_TASK STATEMENT_. Report how many lines in the rows below contain the string "green". Case counts, and the answer should be the number alone.

_AVAILABLE DATA_.
---

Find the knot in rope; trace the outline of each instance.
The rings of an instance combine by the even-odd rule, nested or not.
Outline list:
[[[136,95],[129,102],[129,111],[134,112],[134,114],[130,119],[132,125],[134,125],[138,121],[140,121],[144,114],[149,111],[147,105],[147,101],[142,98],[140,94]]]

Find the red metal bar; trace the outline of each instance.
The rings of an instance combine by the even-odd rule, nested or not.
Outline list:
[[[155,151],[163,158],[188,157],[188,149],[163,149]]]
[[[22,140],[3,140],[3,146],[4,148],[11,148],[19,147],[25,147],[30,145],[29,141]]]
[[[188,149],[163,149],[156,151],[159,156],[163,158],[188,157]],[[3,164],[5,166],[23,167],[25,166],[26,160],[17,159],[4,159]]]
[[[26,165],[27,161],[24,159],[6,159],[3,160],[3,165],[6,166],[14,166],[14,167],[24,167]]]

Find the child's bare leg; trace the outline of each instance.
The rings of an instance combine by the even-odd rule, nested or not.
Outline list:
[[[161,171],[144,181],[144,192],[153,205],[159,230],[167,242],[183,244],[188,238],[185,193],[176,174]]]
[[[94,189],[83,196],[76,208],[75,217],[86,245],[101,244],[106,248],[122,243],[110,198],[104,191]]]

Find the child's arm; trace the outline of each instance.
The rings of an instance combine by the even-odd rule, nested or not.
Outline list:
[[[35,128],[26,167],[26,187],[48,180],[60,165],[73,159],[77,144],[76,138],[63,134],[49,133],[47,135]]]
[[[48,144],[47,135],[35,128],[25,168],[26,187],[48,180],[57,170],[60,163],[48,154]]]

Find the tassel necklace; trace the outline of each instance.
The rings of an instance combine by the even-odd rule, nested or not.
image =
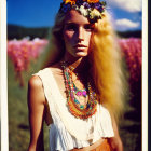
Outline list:
[[[61,67],[67,93],[67,107],[70,113],[78,119],[87,119],[92,116],[97,110],[97,96],[92,90],[91,83],[87,82],[86,88],[78,88],[72,81],[72,70],[74,68],[67,66],[65,61],[61,61]],[[87,100],[86,105],[81,104],[82,100]]]

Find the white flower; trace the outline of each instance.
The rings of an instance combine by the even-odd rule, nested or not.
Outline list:
[[[80,6],[79,11],[83,16],[88,15],[88,11],[83,5]]]

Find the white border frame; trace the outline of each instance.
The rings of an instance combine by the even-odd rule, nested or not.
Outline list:
[[[1,151],[9,151],[6,77],[6,0],[0,0]],[[142,151],[148,151],[148,0],[142,0]]]
[[[1,151],[9,151],[6,63],[6,0],[0,0]]]

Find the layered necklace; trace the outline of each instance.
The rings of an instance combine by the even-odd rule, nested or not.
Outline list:
[[[60,65],[64,71],[67,107],[70,113],[79,119],[87,119],[92,116],[97,110],[97,96],[95,91],[93,91],[90,81],[87,81],[85,88],[78,88],[72,80],[74,68],[68,66],[66,61],[61,61]],[[87,101],[86,104],[84,104],[85,100]]]

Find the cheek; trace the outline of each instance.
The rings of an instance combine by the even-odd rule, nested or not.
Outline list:
[[[65,41],[70,41],[71,39],[72,39],[72,37],[73,37],[73,32],[72,31],[65,31],[64,32],[64,39],[65,39]]]

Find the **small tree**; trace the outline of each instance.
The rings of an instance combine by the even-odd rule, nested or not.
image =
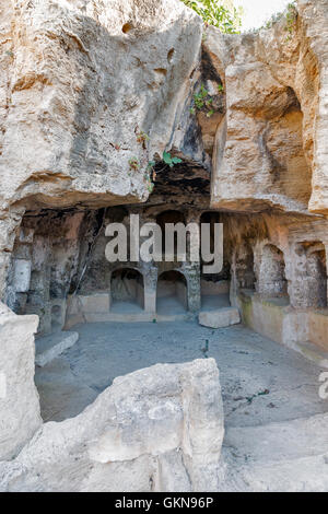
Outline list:
[[[242,10],[222,2],[222,0],[181,0],[194,9],[208,25],[214,25],[225,34],[239,34],[242,26]]]

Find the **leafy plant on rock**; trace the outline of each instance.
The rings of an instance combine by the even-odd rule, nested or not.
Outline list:
[[[225,34],[239,34],[242,26],[242,9],[229,9],[223,0],[181,0],[194,9],[207,25],[213,25]]]
[[[165,164],[168,164],[169,167],[173,167],[175,164],[180,164],[183,161],[179,157],[172,157],[171,153],[163,152],[163,161]]]

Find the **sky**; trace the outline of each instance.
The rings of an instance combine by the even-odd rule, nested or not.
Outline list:
[[[234,0],[234,5],[244,9],[242,31],[258,28],[272,14],[283,11],[291,0]]]

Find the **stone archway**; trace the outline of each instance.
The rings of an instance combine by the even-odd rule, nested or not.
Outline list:
[[[160,274],[156,311],[160,315],[185,314],[188,311],[188,285],[180,271],[171,270]]]
[[[144,308],[143,276],[133,268],[119,268],[110,278],[110,311],[139,313]]]

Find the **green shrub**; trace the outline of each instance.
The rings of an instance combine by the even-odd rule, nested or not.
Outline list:
[[[222,4],[220,0],[181,0],[194,9],[208,25],[220,28],[225,34],[239,34],[242,26],[242,10]]]

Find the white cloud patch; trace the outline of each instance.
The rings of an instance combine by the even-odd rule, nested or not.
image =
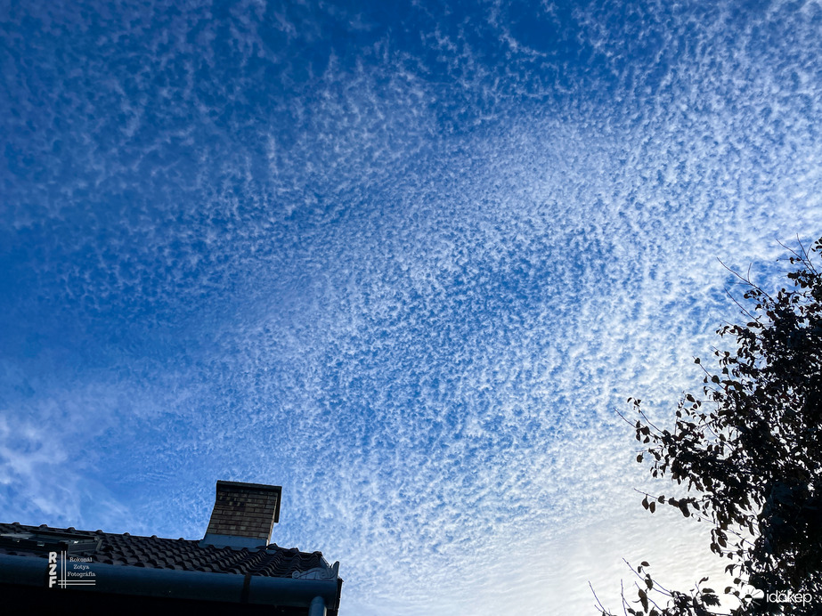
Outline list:
[[[514,9],[50,9],[6,73],[4,515],[197,537],[215,480],[281,483],[362,614],[715,571],[615,411],[698,387],[717,257],[819,232],[818,7]]]

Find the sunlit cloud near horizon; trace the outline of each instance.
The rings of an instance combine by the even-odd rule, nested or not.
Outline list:
[[[197,539],[216,480],[282,485],[366,616],[721,571],[618,412],[670,421],[729,270],[822,234],[819,3],[0,24],[0,521]]]

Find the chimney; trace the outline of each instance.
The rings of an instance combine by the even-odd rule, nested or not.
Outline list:
[[[236,549],[268,545],[280,522],[282,486],[217,482],[217,496],[201,546]]]

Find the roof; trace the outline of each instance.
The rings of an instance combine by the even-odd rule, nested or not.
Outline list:
[[[33,542],[20,535],[35,535],[40,540]],[[72,540],[77,543],[71,543]],[[90,556],[92,562],[121,566],[277,578],[302,577],[301,573],[313,569],[329,567],[321,552],[300,552],[296,547],[281,547],[276,543],[258,550],[246,547],[232,549],[200,547],[199,541],[182,538],[170,539],[156,535],[139,537],[127,532],[120,535],[102,531],[57,529],[45,524],[24,526],[17,523],[0,523],[0,554],[46,558],[50,551],[47,549],[48,544],[53,543],[53,549],[56,549],[61,542],[67,543],[70,553],[82,552],[84,556]],[[38,547],[37,543],[44,545]]]
[[[45,559],[48,558],[49,552],[65,552],[69,557],[81,557],[84,563],[99,563],[95,565],[98,571],[103,565],[105,571],[118,571],[118,577],[125,574],[127,578],[136,578],[150,573],[150,570],[169,570],[166,573],[157,571],[157,574],[176,578],[178,574],[175,571],[183,571],[182,578],[186,580],[192,579],[189,578],[191,575],[196,578],[197,575],[215,574],[219,576],[216,582],[225,580],[228,583],[231,580],[237,580],[241,584],[246,580],[247,586],[250,579],[259,580],[260,583],[268,578],[272,579],[272,582],[280,579],[286,584],[308,585],[321,583],[321,580],[323,584],[333,583],[337,588],[338,605],[342,584],[338,577],[338,563],[330,565],[321,552],[301,552],[296,547],[281,547],[275,543],[261,545],[254,549],[238,549],[217,547],[182,538],[141,537],[127,532],[77,531],[72,527],[61,529],[45,524],[0,523],[0,558],[5,563],[10,562],[10,556],[27,557],[20,558],[21,564],[24,561],[31,563],[33,558],[42,558],[45,567]],[[11,562],[14,561],[16,559]],[[109,570],[104,565],[117,569]],[[294,581],[287,582],[287,580]],[[330,615],[337,613],[338,605],[328,605]]]

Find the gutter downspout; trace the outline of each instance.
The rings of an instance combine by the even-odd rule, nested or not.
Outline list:
[[[77,587],[81,592],[139,595],[176,599],[248,603],[264,605],[310,607],[310,616],[325,616],[326,605],[338,604],[335,580],[299,580],[243,576],[238,573],[208,573],[174,569],[148,569],[103,563],[85,563],[94,576],[94,586]],[[248,580],[248,583],[247,583]],[[48,588],[45,558],[0,554],[0,582]]]

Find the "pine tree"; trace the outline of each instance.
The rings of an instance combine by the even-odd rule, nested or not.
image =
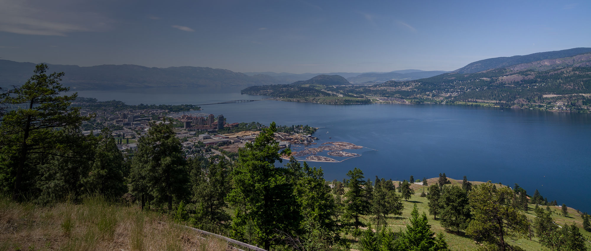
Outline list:
[[[342,195],[345,194],[345,186],[343,185],[343,183],[341,182],[333,182],[332,191],[333,194]]]
[[[407,201],[408,199],[410,198],[413,194],[414,193],[414,190],[413,190],[413,188],[410,188],[410,183],[408,183],[408,182],[407,181],[404,181],[404,182],[402,182],[402,185],[401,185],[401,187],[402,187],[401,188],[402,194],[402,198],[404,198],[405,201]]]
[[[377,250],[379,244],[378,238],[376,237],[371,227],[368,227],[367,230],[363,232],[363,238],[359,240],[359,245],[363,251]]]
[[[369,203],[366,200],[365,191],[362,185],[365,185],[363,173],[361,169],[355,168],[347,172],[349,179],[349,191],[345,194],[345,217],[353,220],[355,229],[359,229],[363,223],[359,220],[361,216],[365,214],[369,210]]]
[[[441,197],[441,191],[437,185],[431,185],[427,191],[427,206],[429,207],[429,214],[433,216],[433,220],[437,220],[437,214],[441,210],[439,198]]]
[[[388,187],[387,181],[384,181],[376,184],[374,188],[371,211],[376,220],[377,226],[376,229],[379,230],[381,225],[386,224],[386,216],[402,215],[404,207],[400,201],[400,197],[391,187],[389,188]]]
[[[88,175],[82,180],[86,190],[109,197],[122,195],[127,189],[124,184],[123,155],[108,128],[101,131],[95,148]]]
[[[562,204],[562,215],[564,217],[569,216],[569,208],[566,207],[566,205],[564,203]]]
[[[591,224],[589,223],[589,215],[585,213],[583,214],[583,229],[591,232]]]
[[[553,251],[585,251],[585,239],[576,226],[566,225],[540,238],[540,242]]]
[[[336,226],[334,217],[336,208],[330,188],[324,184],[322,168],[311,168],[304,162],[301,170],[302,177],[295,189],[298,211],[303,217],[301,230],[314,227],[316,230],[332,232]]]
[[[189,174],[180,141],[173,131],[172,123],[153,123],[148,135],[139,138],[134,157],[131,177],[132,193],[150,194],[155,206],[167,205],[173,210],[173,200],[181,200],[188,191]],[[140,188],[143,184],[143,187]]]
[[[419,215],[416,204],[413,207],[408,220],[410,224],[407,225],[404,236],[404,250],[427,251],[433,249],[435,246],[435,237],[431,231],[431,225],[429,225],[424,213]]]
[[[534,195],[532,196],[530,199],[531,204],[537,205],[541,203],[543,200],[543,198],[542,198],[542,195],[540,195],[540,192],[538,191],[537,189],[536,189],[535,191],[534,192]]]
[[[216,164],[206,161],[190,161],[191,201],[201,205],[203,216],[194,219],[196,227],[210,232],[220,232],[224,223],[230,220],[225,208],[227,206],[226,195],[230,189],[228,180],[229,167],[223,160]]]
[[[473,216],[466,233],[477,241],[496,245],[501,251],[511,249],[505,238],[527,236],[527,217],[508,205],[513,194],[510,188],[497,188],[490,181],[472,189],[469,200]]]
[[[277,130],[275,122],[271,123],[254,142],[238,151],[232,174],[233,188],[227,197],[236,210],[232,218],[234,237],[251,239],[266,250],[274,241],[280,241],[275,238],[278,230],[298,227],[293,188],[287,182],[284,168],[275,167],[276,161],[282,161],[279,144],[273,138]],[[249,235],[247,227],[256,234]]]
[[[534,229],[535,230],[535,235],[541,239],[548,237],[558,229],[558,225],[552,220],[550,212],[544,212],[538,208],[535,211],[535,216],[534,219]]]
[[[447,242],[445,240],[445,236],[443,233],[440,233],[437,234],[437,239],[435,240],[435,246],[433,247],[433,250],[438,251],[450,250],[449,246],[447,245]]]
[[[38,166],[40,175],[35,179],[35,187],[40,191],[36,194],[37,202],[48,203],[68,197],[77,203],[83,194],[97,191],[89,177],[93,175],[90,169],[98,138],[92,135],[79,136],[80,133],[77,131],[60,130],[54,134],[60,135],[62,140],[74,141],[70,148],[51,151],[59,155],[47,157]]]
[[[439,174],[439,180],[438,181],[440,188],[443,187],[443,185],[449,182],[449,181],[447,180],[447,177],[445,175],[445,172],[443,175],[441,173]]]
[[[5,177],[0,182],[2,187],[12,187],[15,198],[35,186],[39,163],[34,162],[38,158],[31,155],[60,155],[56,150],[73,142],[60,137],[61,132],[56,129],[77,128],[89,119],[80,115],[79,108],[70,106],[76,93],[59,96],[70,90],[59,83],[64,73],[48,76],[48,68],[44,64],[36,66],[25,84],[0,95],[0,104],[25,106],[7,112],[0,123],[0,154],[8,159],[7,166],[0,170],[0,177]]]
[[[368,180],[365,181],[365,187],[363,189],[365,190],[365,200],[368,201],[371,201],[372,196],[374,195],[374,186],[372,185],[371,180],[368,178]]]
[[[441,207],[439,217],[441,226],[458,233],[466,229],[472,216],[468,197],[464,190],[454,185],[446,188],[439,203]]]
[[[472,190],[472,184],[468,181],[468,179],[464,175],[464,180],[462,181],[462,189],[467,193]]]
[[[528,206],[528,201],[527,199],[527,191],[525,190],[522,190],[519,194],[519,207],[521,207],[524,211],[527,211],[529,209]]]

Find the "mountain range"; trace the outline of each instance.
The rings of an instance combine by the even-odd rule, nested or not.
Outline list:
[[[453,72],[458,73],[475,73],[486,70],[504,68],[547,59],[573,57],[590,52],[591,52],[591,48],[579,47],[560,51],[533,53],[525,56],[495,57],[470,63],[463,67],[453,71]]]
[[[35,64],[0,60],[0,86],[22,84],[33,74]],[[48,64],[48,66],[49,72],[64,72],[61,83],[76,90],[113,90],[157,87],[239,90],[257,84],[288,83],[267,75],[248,76],[209,67],[157,68],[134,64],[80,67]]]

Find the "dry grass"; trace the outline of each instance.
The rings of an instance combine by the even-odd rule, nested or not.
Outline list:
[[[165,216],[90,197],[83,203],[43,207],[0,197],[0,251],[225,250]]]

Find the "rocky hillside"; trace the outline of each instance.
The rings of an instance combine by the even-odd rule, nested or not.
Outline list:
[[[0,60],[0,86],[20,85],[33,74],[35,64]],[[134,64],[90,67],[49,64],[50,72],[66,73],[62,84],[76,90],[113,90],[147,87],[241,89],[260,84],[287,84],[264,74],[248,76],[209,67],[147,67]]]
[[[458,73],[475,73],[486,70],[505,68],[517,64],[526,64],[547,59],[556,59],[573,57],[578,54],[591,53],[591,48],[573,48],[560,51],[537,53],[525,56],[501,57],[488,58],[468,64],[453,71]]]

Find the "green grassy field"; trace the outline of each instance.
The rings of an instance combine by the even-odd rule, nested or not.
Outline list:
[[[128,138],[115,138],[115,142],[116,142],[117,141],[118,141],[119,139],[123,139],[123,144],[127,144],[126,142]],[[137,139],[129,139],[129,144],[137,143],[138,142]]]
[[[158,212],[89,197],[43,206],[0,197],[0,251],[223,250]]]
[[[447,184],[446,185],[462,185],[462,180],[456,180],[448,178],[448,180],[451,181],[450,184]],[[437,184],[437,178],[433,178],[427,180],[427,183],[430,185]],[[473,185],[483,183],[483,182],[479,181],[470,181],[472,182]],[[398,181],[395,181],[395,184],[398,185]],[[423,186],[416,184],[413,184],[411,185],[411,187],[414,190],[415,194],[413,195],[412,197],[408,200],[408,201],[405,201],[402,200],[402,204],[404,206],[404,210],[402,211],[402,216],[394,216],[390,215],[388,217],[387,221],[389,225],[389,227],[392,229],[394,232],[398,232],[400,230],[404,231],[406,229],[406,224],[409,224],[408,218],[410,217],[410,212],[413,210],[413,207],[415,204],[417,204],[417,207],[418,209],[420,214],[422,214],[423,212],[425,212],[427,215],[427,218],[429,219],[429,224],[431,225],[431,230],[436,234],[439,233],[443,233],[445,234],[446,240],[447,241],[447,243],[450,246],[450,248],[453,250],[457,251],[468,251],[473,250],[476,247],[479,246],[479,244],[476,243],[474,240],[470,239],[469,236],[463,235],[462,233],[457,233],[453,231],[447,230],[441,227],[441,224],[439,221],[439,218],[437,220],[433,220],[433,216],[430,216],[428,214],[429,210],[427,206],[427,200],[426,197],[421,197],[419,196],[420,194],[423,191],[423,188],[425,188],[425,192],[427,192],[427,186]],[[398,193],[400,195],[400,194]],[[535,217],[535,213],[534,212],[534,209],[535,208],[535,205],[530,204],[530,210],[525,213],[528,218],[532,221]],[[545,208],[545,206],[540,206],[543,209]],[[580,233],[588,239],[591,238],[591,233],[586,232],[583,230],[583,219],[582,218],[582,214],[577,213],[576,210],[569,208],[569,214],[568,217],[565,217],[561,214],[561,208],[560,207],[550,207],[553,213],[552,218],[554,219],[554,221],[559,226],[564,226],[565,223],[573,224],[573,223],[579,227]],[[364,221],[366,223],[371,223],[372,225],[375,226],[375,221],[371,221],[370,216],[365,216],[363,217]],[[357,242],[350,235],[346,236],[349,240],[353,243],[352,247],[354,249],[359,249]],[[526,250],[545,250],[544,247],[540,243],[537,237],[532,236],[531,240],[530,240],[529,238],[521,238],[518,240],[506,240],[511,245],[519,246]],[[591,243],[587,243],[587,248],[591,248]]]

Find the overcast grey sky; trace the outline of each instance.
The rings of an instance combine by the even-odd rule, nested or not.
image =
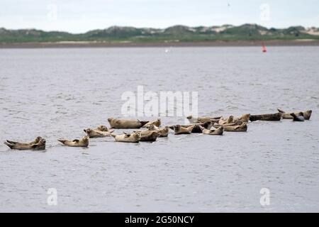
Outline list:
[[[0,0],[0,27],[12,29],[82,33],[114,25],[166,28],[245,23],[319,27],[319,0]],[[266,20],[261,20],[261,13],[262,18],[267,15]]]

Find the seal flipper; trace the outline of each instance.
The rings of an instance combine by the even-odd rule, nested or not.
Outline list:
[[[140,123],[141,123],[141,125],[142,125],[141,127],[144,126],[145,125],[146,125],[147,123],[150,122],[150,121],[140,121],[140,120],[138,120],[138,121],[140,121]]]
[[[11,144],[7,142],[4,143],[5,145],[6,145],[8,147],[9,147],[11,149],[13,149],[14,144]]]
[[[57,141],[61,142],[62,143],[65,144],[65,143],[67,141],[67,140],[61,139],[61,140],[57,140]]]
[[[6,140],[6,142],[9,143],[11,143],[11,144],[16,144],[16,142],[11,141],[11,140]]]

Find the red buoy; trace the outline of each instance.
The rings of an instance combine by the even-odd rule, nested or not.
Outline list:
[[[267,52],[267,49],[266,49],[266,46],[264,45],[264,42],[262,42],[262,52]]]

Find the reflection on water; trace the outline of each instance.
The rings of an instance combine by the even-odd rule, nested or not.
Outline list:
[[[47,139],[45,152],[0,144],[0,211],[319,211],[317,47],[0,50],[0,140]],[[61,137],[121,116],[121,95],[198,92],[200,115],[312,109],[310,121],[255,122],[247,133],[153,143]],[[163,118],[164,124],[184,123]],[[122,131],[118,131],[121,133]],[[259,204],[262,188],[270,206]],[[58,205],[47,204],[56,188]]]

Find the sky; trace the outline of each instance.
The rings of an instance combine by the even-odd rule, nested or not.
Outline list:
[[[164,28],[257,23],[319,27],[319,0],[0,0],[0,28],[74,33],[112,26]]]

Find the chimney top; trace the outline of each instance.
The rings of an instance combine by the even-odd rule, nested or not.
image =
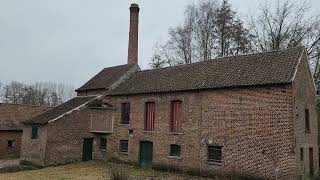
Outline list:
[[[138,64],[138,27],[139,27],[139,5],[130,6],[130,28],[128,45],[128,64]]]

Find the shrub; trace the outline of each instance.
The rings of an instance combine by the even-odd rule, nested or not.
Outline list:
[[[128,180],[129,179],[129,174],[126,171],[126,169],[121,168],[121,167],[112,167],[111,170],[111,179],[112,180]]]

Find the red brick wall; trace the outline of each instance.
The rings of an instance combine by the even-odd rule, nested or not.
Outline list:
[[[316,91],[312,81],[306,56],[303,56],[293,82],[293,117],[296,142],[296,163],[299,174],[309,174],[309,148],[313,148],[315,174],[319,171],[318,124],[316,111]],[[305,109],[310,112],[311,133],[305,133]],[[300,148],[304,149],[304,161],[300,161]]]
[[[20,160],[44,166],[46,157],[47,126],[41,126],[38,131],[38,139],[31,139],[31,126],[24,126],[22,134],[22,147]]]
[[[204,92],[202,169],[275,178],[295,176],[289,86]],[[207,162],[207,144],[223,146],[221,166]]]
[[[0,131],[0,159],[20,156],[22,131]],[[13,147],[8,147],[8,141],[14,141]]]
[[[144,132],[144,103],[156,103],[155,131]],[[171,101],[182,101],[182,133],[170,130]],[[139,141],[154,143],[154,163],[183,169],[273,177],[294,175],[295,154],[290,86],[106,98],[118,108],[115,133],[108,136],[107,156],[137,163]],[[119,125],[121,103],[131,103],[130,127]],[[129,137],[128,129],[133,130]],[[129,140],[129,153],[119,141]],[[207,163],[207,143],[223,146],[223,163]],[[181,145],[181,159],[169,158],[170,144]],[[278,149],[280,149],[278,151]],[[277,158],[275,158],[277,154]]]
[[[82,160],[83,139],[94,137],[90,132],[91,114],[109,117],[112,111],[82,109],[48,124],[46,165]]]
[[[291,85],[219,89],[106,97],[117,109],[114,133],[89,132],[88,110],[75,111],[49,123],[46,164],[81,160],[82,141],[94,137],[93,157],[117,159],[137,164],[139,142],[153,142],[155,165],[239,173],[269,178],[301,174],[299,148],[314,147],[314,167],[318,172],[315,91],[302,62]],[[182,131],[170,133],[171,101],[182,101]],[[144,131],[145,102],[155,102],[155,130]],[[121,125],[121,103],[130,102],[130,125]],[[311,134],[302,132],[304,109],[310,109]],[[102,112],[103,113],[103,112]],[[133,131],[129,135],[128,131]],[[25,133],[24,133],[25,134]],[[107,150],[100,150],[100,138],[107,138]],[[119,151],[120,140],[129,140],[129,152]],[[169,157],[170,144],[181,146],[181,159]],[[207,145],[223,146],[222,163],[207,162]],[[308,164],[305,149],[305,164]],[[308,168],[308,167],[307,167]]]

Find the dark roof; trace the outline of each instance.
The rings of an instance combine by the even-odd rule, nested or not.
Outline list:
[[[37,116],[49,107],[24,104],[0,104],[0,130],[22,130],[22,121]]]
[[[86,91],[93,89],[107,89],[114,82],[120,79],[121,76],[125,75],[134,64],[125,64],[120,66],[114,66],[109,68],[104,68],[98,74],[96,74],[93,78],[91,78],[88,82],[86,82],[82,87],[77,89],[76,91]]]
[[[136,72],[109,95],[291,83],[304,47]]]
[[[43,114],[24,121],[24,124],[46,124],[50,120],[55,119],[87,102],[94,100],[97,96],[79,96],[75,97]]]

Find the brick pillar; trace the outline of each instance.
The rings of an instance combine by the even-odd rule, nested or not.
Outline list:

---

_SOLUTION_. 2